Aralık ayının ortalarındayız.  
Hava soğuk ve ara ara kar yağışları insanları olumlu olumsuz etkiliyor. 
Kimileri  işin eğlencesinde, kimileri de işkencesinde.... 
Akşam yemeğimi yerken, dışarıdaki kar yağışı sıcacık evimde güzel manzara oluşturuyordu. Sokakta bir karartı dikkatimi çekti. Başında şapkası, sırtında şahane bir mont ve ellerinde eldiven olduğunu, sokak lambasının altına gelince fark ettim. 
Refüjün üzerinde birazcık birikmiş ve hiç bozulmamış karların üzerine yatıp eğleniyor, sonra kalkıp başka yere yatıyor oradaki düzgün karların üzerine vücudunun kalıbını çıkarıyordu. 
Ne hoş ne eğlenceli diye düşünürken, birden bire sokaklarda yaşayan üzerinde eskimiş bir kazaktan başka bir şey olmayan, ayakkabısı delinmiş yüzlerce çocuk geldi aklıma.....
Hatta yüzlerce değil ülkemizde 40 bini aşkın sokak çocukları...
Ne büyük çelişki..
Bazıları kardan eğlenmeye  çalışırken, bazıları işkence çekiyor. Bizler bunların farkında mıyız acaba ?

Kaloriferli sıcacık evlerimizde otururken....
Kar yağışı bizim için manzara iken....
İçim sızladı birden. Çocuklarımıza üşümesinler diye en güzel botları, montları alıyoruz.

__________

Görev listesi -
[a] Belge bölümünde "Akşam yemeğimi yerken, dışarıdaki" sözcüklerini içeren yerle açılıp "sıcacık evlerimizde otururken...." ile kapanan kısmı hiç değiştirmeden yeniden verin.
[b] Belge bölümünde ülkemizdeki sokak çocuklarının sayısı için hangi rakam veriliyor?

__________

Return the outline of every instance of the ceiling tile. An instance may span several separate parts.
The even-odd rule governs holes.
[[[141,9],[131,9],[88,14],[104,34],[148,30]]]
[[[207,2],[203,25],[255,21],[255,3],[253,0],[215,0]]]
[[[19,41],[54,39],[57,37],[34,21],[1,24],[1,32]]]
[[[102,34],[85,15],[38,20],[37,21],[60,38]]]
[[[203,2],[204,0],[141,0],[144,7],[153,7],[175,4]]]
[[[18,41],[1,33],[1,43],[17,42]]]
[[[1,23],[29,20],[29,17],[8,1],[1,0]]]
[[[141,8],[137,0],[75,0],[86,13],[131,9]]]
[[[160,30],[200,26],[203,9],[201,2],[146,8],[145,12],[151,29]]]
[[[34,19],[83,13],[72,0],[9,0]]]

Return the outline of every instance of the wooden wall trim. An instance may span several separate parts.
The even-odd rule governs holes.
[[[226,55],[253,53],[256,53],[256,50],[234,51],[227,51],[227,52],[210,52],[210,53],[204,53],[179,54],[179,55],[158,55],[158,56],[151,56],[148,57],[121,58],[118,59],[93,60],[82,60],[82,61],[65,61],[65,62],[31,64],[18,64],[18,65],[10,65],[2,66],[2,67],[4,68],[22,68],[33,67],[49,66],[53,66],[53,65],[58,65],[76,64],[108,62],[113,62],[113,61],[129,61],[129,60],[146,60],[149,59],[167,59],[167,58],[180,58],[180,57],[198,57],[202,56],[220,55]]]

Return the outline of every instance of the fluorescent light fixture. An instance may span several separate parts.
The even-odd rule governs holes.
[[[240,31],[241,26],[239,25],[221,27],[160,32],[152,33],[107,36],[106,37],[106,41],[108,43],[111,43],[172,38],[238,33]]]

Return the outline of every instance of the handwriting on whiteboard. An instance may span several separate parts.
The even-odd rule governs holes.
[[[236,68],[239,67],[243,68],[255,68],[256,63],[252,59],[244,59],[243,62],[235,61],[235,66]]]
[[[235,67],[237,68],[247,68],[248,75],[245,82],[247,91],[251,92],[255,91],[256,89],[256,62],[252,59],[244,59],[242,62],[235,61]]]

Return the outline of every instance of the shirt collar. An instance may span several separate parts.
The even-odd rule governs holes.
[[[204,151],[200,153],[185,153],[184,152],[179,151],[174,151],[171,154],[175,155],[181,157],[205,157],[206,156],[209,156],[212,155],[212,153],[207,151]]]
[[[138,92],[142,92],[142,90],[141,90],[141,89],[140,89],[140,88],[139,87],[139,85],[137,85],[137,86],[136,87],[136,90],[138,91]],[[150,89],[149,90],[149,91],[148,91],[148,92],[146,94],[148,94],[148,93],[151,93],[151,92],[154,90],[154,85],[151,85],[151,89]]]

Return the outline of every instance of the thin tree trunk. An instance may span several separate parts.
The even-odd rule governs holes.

__________

Beklenen sonuçlar -
[a]
Akşam yemeğimi yerken, dışarıdaki kar yağışı sıcacık evimde güzel manzara oluşturuyordu. Sokakta bir karartı dikkatimi çekti. Başında şapkası, sırtında şahane bir mont ve ellerinde eldiven olduğunu, sokak lambasının altına gelince fark ettim. 
Refüjün üzerinde birazcık birikmiş ve hiç bozulmamış karların üzerine yatıp eğleniyor, sonra kalkıp başka yere yatıyor oradaki düzgün karların üzerine vücudunun kalıbını çıkarıyordu. 
Ne hoş ne eğlenceli diye düşünürken, birden bire sokaklarda yaşayan üzerinde eskimiş bir kazaktan başka bir şey olmayan, ayakkabısı delinmiş yüzlerce çocuk geldi aklıma.....
Hatta yüzlerce değil ülkemizde 40 bini aşkın sokak çocukları...
Ne büyük çelişki..
Bazıları kardan eğlenmeye  çalışırken, bazıları işkence çekiyor. Bizler bunların farkında mıyız acaba ?

Kaloriferli sıcacık evlerimizde otururken....

[b] 40 bini aşkın.